··· Excerpted data

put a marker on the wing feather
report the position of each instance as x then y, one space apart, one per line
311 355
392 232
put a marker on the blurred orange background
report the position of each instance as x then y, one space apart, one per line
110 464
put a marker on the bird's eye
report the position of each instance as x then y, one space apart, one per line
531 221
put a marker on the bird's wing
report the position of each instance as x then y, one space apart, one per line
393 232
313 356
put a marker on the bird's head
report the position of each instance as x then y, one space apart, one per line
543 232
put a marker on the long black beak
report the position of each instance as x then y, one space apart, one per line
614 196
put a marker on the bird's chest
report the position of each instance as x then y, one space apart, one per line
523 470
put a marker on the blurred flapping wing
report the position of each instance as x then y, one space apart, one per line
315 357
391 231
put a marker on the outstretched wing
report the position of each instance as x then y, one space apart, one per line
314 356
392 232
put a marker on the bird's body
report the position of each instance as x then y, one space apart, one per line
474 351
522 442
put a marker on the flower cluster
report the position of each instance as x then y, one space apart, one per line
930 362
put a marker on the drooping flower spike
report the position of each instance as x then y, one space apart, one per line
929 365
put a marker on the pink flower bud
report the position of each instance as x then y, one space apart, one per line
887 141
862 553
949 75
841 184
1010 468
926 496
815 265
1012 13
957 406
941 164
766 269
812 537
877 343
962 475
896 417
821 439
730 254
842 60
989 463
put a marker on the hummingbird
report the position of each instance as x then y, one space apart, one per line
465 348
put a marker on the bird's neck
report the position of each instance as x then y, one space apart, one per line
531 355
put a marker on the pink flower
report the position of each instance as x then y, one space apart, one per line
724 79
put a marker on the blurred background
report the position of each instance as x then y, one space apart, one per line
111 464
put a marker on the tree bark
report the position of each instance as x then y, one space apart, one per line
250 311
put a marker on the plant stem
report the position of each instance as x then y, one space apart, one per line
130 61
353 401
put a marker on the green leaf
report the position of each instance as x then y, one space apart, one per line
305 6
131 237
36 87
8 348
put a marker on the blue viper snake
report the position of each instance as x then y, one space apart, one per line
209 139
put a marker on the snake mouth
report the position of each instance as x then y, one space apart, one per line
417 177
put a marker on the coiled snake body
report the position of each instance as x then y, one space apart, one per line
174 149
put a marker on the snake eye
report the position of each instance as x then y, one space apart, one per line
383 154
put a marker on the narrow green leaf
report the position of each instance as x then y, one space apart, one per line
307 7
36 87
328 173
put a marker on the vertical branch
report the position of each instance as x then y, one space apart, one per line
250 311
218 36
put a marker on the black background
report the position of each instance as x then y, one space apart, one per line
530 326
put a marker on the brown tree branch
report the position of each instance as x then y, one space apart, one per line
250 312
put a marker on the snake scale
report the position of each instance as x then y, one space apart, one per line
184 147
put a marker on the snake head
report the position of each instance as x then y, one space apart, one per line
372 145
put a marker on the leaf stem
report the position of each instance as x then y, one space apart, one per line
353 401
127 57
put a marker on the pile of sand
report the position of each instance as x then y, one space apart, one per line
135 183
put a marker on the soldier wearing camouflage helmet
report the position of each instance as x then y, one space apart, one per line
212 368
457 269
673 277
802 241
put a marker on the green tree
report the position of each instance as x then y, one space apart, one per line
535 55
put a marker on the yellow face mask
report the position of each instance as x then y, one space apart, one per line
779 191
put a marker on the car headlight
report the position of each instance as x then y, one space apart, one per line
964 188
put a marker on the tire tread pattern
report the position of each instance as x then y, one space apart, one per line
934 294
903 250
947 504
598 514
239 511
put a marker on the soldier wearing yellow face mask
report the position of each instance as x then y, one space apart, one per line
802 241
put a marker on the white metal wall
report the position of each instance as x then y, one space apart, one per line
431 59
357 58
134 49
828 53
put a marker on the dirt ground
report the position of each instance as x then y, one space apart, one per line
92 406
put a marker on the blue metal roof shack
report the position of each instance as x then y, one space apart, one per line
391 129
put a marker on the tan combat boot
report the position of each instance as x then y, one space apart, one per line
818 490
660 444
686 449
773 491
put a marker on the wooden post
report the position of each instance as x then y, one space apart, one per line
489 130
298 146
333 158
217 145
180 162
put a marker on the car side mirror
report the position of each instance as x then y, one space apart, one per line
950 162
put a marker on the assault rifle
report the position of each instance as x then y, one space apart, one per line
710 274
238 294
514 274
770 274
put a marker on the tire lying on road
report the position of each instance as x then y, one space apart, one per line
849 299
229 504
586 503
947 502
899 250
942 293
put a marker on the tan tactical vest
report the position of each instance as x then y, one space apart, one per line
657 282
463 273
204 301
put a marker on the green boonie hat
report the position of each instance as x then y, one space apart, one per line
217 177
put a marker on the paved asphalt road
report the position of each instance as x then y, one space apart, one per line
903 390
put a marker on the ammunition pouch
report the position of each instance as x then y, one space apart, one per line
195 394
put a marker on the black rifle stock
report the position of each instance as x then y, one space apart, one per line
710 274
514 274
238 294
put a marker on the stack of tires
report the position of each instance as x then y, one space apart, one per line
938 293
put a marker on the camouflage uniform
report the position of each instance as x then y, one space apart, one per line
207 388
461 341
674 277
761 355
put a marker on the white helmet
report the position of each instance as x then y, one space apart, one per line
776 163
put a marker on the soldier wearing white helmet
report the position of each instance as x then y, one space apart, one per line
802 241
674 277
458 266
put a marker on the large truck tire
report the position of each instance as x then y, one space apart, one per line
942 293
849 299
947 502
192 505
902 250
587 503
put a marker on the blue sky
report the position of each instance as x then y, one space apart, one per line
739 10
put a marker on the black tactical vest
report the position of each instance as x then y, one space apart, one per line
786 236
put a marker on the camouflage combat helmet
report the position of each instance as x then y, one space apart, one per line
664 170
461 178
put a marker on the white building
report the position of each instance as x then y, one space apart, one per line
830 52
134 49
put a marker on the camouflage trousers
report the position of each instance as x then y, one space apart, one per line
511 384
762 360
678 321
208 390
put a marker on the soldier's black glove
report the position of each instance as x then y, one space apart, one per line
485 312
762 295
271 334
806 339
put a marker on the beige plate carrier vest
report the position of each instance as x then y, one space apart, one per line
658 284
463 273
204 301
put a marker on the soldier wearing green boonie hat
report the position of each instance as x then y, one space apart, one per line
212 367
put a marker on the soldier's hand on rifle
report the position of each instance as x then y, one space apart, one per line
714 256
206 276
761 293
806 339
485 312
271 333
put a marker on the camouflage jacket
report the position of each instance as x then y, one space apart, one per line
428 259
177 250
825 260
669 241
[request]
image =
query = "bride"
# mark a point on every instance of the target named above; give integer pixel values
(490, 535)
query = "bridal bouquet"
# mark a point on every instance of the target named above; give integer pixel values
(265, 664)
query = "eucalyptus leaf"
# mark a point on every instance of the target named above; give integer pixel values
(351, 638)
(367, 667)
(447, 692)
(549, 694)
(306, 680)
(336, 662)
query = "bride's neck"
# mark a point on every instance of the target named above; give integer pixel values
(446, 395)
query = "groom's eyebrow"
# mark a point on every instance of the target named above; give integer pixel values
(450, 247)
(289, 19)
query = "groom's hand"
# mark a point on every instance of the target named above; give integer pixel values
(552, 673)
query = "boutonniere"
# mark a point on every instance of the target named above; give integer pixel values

······

• [Exercise prompt]:
What's wanted is a faithful copy of each entry above.

• [Response area]:
put a marker on the wing feather
report the position of each instance as x then y, one space apart, one per line
311 355
392 232
put a marker on the blurred orange background
report the position of each instance as x then y, one space apart, one per line
110 464
put a marker on the bird's eye
report the position of each instance as x then y, one space apart, one per line
531 221
put a marker on the bird's wing
report the position of each instance as x then y, one space apart, one per line
393 232
313 356
put a marker on the bird's head
report the position of each instance as x then y, one space apart, one per line
543 232
put a marker on the long black beak
report the position of each instance as x then y, one space apart, one per line
614 196
put a marker on the bird's chest
report the position of each instance as x then y, one space apart, one per line
523 470
put a marker on the blurred flapping wing
report the position of each instance as x then y, one space apart, one per line
315 357
391 231
put a marker on the outstretched wing
report the position of each instance as x then y, one space apart, one per line
314 356
392 232
put a marker on the bird's body
report the position of each instance as x then y, one space apart, one per line
474 351
522 442
put a marker on the flower cluster
report the position of each instance as x then y, one space apart, one per line
930 362
put a marker on the drooping flower spike
report the position of each instance as x then y, one space apart, one per line
929 365
put a marker on the pink flower bud
report the position of each instance as x then y, one space apart, one per line
887 141
862 553
949 75
841 184
1010 468
926 496
815 265
1012 13
957 406
941 164
766 269
812 537
877 343
962 475
896 417
821 439
730 254
842 60
989 463
put a marker on the hummingbird
report the position of each instance as x then y, one space apart, one per line
465 348
put a marker on the bird's neck
report the position of each instance as x then y, one space apart, one per line
531 355
put a marker on the pink flower
report the position of each instance as x then y, one space apart, one per line
724 79
put a marker on the blurred background
report the position of each instance as x then y, one space apart, one per line
111 464
put a marker on the tree bark
report the position of each instance as x then y, one space apart, one per line
250 311
put a marker on the plant stem
report the position of each instance as x then y, one space apart, one per line
130 61
353 401
put a marker on the green leaf
report the position of each instance as x then y, one space apart, one per line
305 6
131 237
36 87
8 348
put a marker on the blue viper snake
report the position of each instance as x then y, one space apart, one per line
209 139
put a marker on the snake mouth
report the position of each instance as x then y, one space apart, one per line
417 177
put a marker on the coiled snake body
report the position of each instance as x then y, one space apart, one per line
174 149
put a marker on the snake eye
report the position of each instance as x then y, one space apart, one per line
383 154
put a marker on the narrow green leaf
report the position of each instance as x then y, one space apart, one per line
307 7
36 87
328 173
put a marker on the vertical branch
report the position of each instance as x then y, one space apart, one per line
250 311
218 36
put a marker on the black background
report the position of each instance as x then y, one space apart, one per line
530 326
put a marker on the brown tree branch
report the position of each instance as x then y, one space apart, one per line
250 312
put a marker on the snake scale
report the position of each instance as x then y, one space apart, one per line
184 147
put a marker on the snake head
report the position of each instance as x then y, one space apart, one per line
372 145
put a marker on the leaf stem
report the position of each instance as x then y, one space apart, one per line
353 401
127 57
put a marker on the pile of sand
report the position of each instance as x then y, one space apart, one per line
135 183
put a marker on the soldier wearing camouflage helmet
report the position of each instance as x then y, one space apart, one per line
212 368
457 269
673 277
802 241
put a marker on the green tree
report the position of each instance as x then y, one space apart, one per line
535 55
put a marker on the yellow face mask
report the position of each instance as x then y, one space apart, one per line
779 191
put a marker on the car headlight
report the position of each instance as x then y, one space apart, one per line
964 188
put a marker on the tire tread pattern
report the position of each instance as x then y, one space apart, one per line
934 294
903 250
947 504
598 514
239 511
put a marker on the soldier wearing yellow face mask
report the position of each instance as x then y, one space apart, one per line
802 241
put a marker on the white metal wall
report the position of each instance as x then y, one space apart, one per line
431 59
357 58
134 49
828 53
put a marker on the dirt ground
report the position of each instance as x then y, one space apart, one per line
92 406
put a marker on the blue metal roof shack
report the position of each instance as x then y, one space apart, one per line
391 129
put a marker on the tan combat boot
report the position of each instance as x then y, one space apart, one per line
818 490
660 444
686 449
773 491
put a marker on the wooden post
report the position of each instance as x then y, one space apart, one per line
489 130
298 146
333 158
217 145
180 162
put a marker on the car side mirror
report the position of each instance as x then y, one space apart, one per line
950 162
put a marker on the assault rifle
report the position of each instance as x then y, one space apart, one per line
710 274
238 294
514 274
770 274
put a marker on the tire lying on road
report the position of each instance as x then y, one space apart, one per line
849 299
229 504
586 503
947 502
899 250
942 293
put a marker on the tan tactical vest
report the position of each instance as x then y, one space apart, one per line
657 282
463 273
204 301
put a marker on the green boonie hat
report the position of each instance as x then y, one space apart, one per line
217 177
put a marker on the paved asphalt road
report the position of each instance as x then y, one space apart, one per line
903 390
put a marker on the ammunition pouch
report the position of each instance as x then y, one space apart, one per line
195 394
put a marker on the black rifle stock
report the position of each instance as x then y, one space apart, one per line
710 274
514 274
238 294
put a marker on the stack of tires
report the position of each instance as x then y, one space apart, one per line
938 293
put a marker on the camouflage uniform
report the position of each instance as x then y, one space apart, one per line
207 388
461 341
674 277
761 355
put a marker on the white helmet
report the position of each instance as x then y, one space apart, one per line
776 163
put a marker on the soldier wearing white helmet
report the position of each instance as x then y, one space apart, one per line
802 241
674 277
458 266
put a marker on the large truck tire
report the position of each instance as x then y, one space apart, one per line
942 293
849 299
947 502
192 505
902 250
587 503
put a marker on the blue sky
report the position of each instance as x then y, one space apart, one per line
739 10
put a marker on the black tactical vest
report the position of each instance as x then y, one space apart, one per line
786 236
put a marker on the camouflage combat helmet
report the position of each instance as x then y, one space apart, one per line
664 170
461 178
put a marker on the white building
report the position of each instance as x then y, one space apart, one per line
830 52
134 49
put a marker on the camouflage trousers
report the position of each instance as x then y, one space apart, one per line
511 384
762 360
678 321
208 390
put a marker on the soldier's black glove
report the position of each instance as x then y, one space apart, one per line
485 312
762 295
271 334
806 339
put a marker on the beige plate carrier vest
report the position of each instance as x then y, one space apart, one per line
658 284
463 273
204 301
put a marker on the soldier wearing green boonie hat
report the position of each instance as x then y, one space apart, one per line
212 367
put a marker on the soldier's hand on rifle
report the position of each instance as x then y, one space apart, one per line
714 256
206 276
761 293
806 339
485 312
271 333
put a marker on the camouflage jacket
report the position of each instance as x then y, one space apart, one per line
428 259
177 250
825 260
669 241
[request]
image =
query = "bride"
# mark a point on every instance of the target named above; give integer pixel values
(490, 535)
query = "bridal bouquet"
# mark a point on every instance of the target named above; give integer pixel values
(265, 664)
query = "eucalyptus leaf"
# mark a point on every instance of the target named above; give integer pixel values
(351, 638)
(367, 667)
(447, 692)
(549, 694)
(306, 680)
(336, 662)
query = "bride's neck"
# mark a point on every instance of the target named above; give integer pixel values
(446, 395)
query = "groom's eyebrow"
# mark a point on every instance of the target named above; give integer pixel values
(450, 247)
(289, 19)
query = "groom's hand"
# mark a point on every instance of the target named above; give integer pixel values
(552, 673)
query = "boutonniere"
# mark a point on every instance of the target named above; give integer pixel values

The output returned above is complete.